■ TASK: Quote the records in full and leave their pictures out.

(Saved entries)
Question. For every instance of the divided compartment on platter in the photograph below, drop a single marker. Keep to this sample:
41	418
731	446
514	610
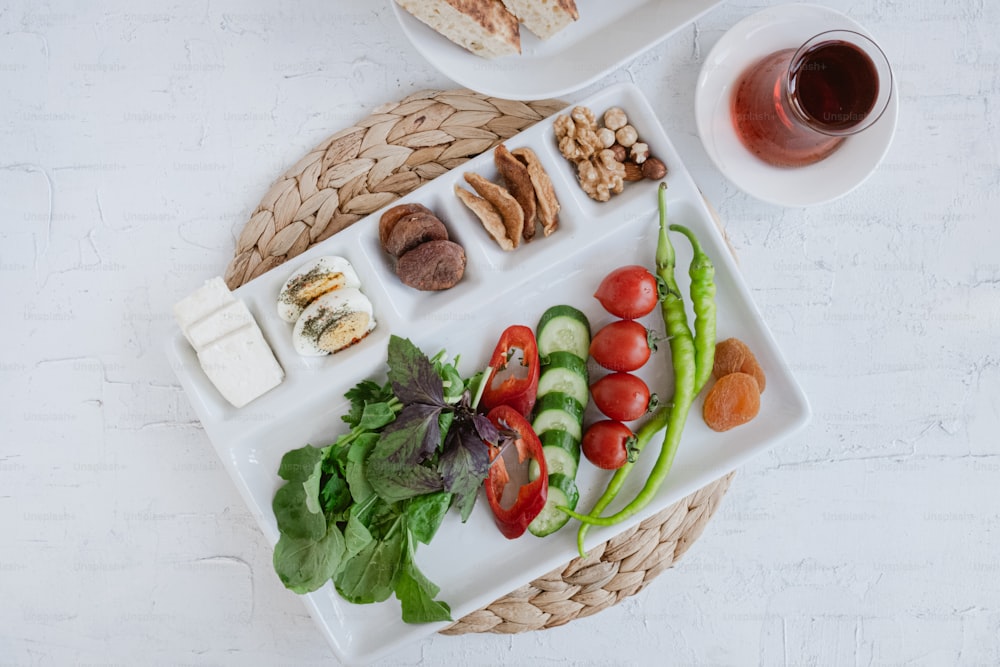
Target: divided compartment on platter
499	289
264	291
641	116
542	251
412	304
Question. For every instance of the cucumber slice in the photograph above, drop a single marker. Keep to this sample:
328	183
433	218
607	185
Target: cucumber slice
557	400
551	519
567	485
561	439
567	360
557	461
564	381
563	328
558	420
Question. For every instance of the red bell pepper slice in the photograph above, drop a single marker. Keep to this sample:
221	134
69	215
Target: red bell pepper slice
517	389
514	520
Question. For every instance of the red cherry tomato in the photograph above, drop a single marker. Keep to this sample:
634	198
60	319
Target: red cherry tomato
628	292
606	444
621	396
623	345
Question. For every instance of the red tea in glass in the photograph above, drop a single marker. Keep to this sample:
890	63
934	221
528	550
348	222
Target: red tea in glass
794	107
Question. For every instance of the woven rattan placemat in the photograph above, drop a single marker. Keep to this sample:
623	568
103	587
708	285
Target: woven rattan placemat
359	170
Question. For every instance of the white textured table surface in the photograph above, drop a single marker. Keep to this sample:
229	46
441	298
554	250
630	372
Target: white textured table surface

■ OUTPUT OF THE TASK:
Question. For every instance of the divided compartment on platter in the photograph below, drop a single marker. Keep to this sample:
41	418
731	446
514	610
Target: divided compartment on platter
499	289
264	291
641	116
542	251
412	304
Question. For every instance of the cucumber slice in the photograph above, drop a single marker. Keep to this sample:
328	183
433	218
607	185
Target: cucumber slice
557	400
551	519
567	485
561	439
567	360
557	461
564	381
563	328
558	420
Question. For every instance of the red bell pepper slice in the photograph above, drop a single marker. Keep to this sample:
221	134
69	215
Target: red bell pepper slice
517	389
514	520
Question. For every instance of the red cherry tomato in the photograph above, drop a single marker. Keep to this sample:
634	198
60	319
Target: red cherry tomato
628	292
606	444
621	396
623	345
Question. For every instance of the red tea in glass in the photograph above, drop a single marker. Keep to this sample:
890	63
934	221
528	550
348	222
Target: red tea in glass
794	107
Question. For every instance of the woven rattan placemat in the photograph above, drop a single marker. Keep to this sample:
623	568
103	587
708	285
Target: woven rattan placemat
359	170
Question. For every instance of the white textured table surface in the photograph above, drop a single marker. Keep to this sample:
229	46
441	298
554	250
630	372
Target: white textured table surface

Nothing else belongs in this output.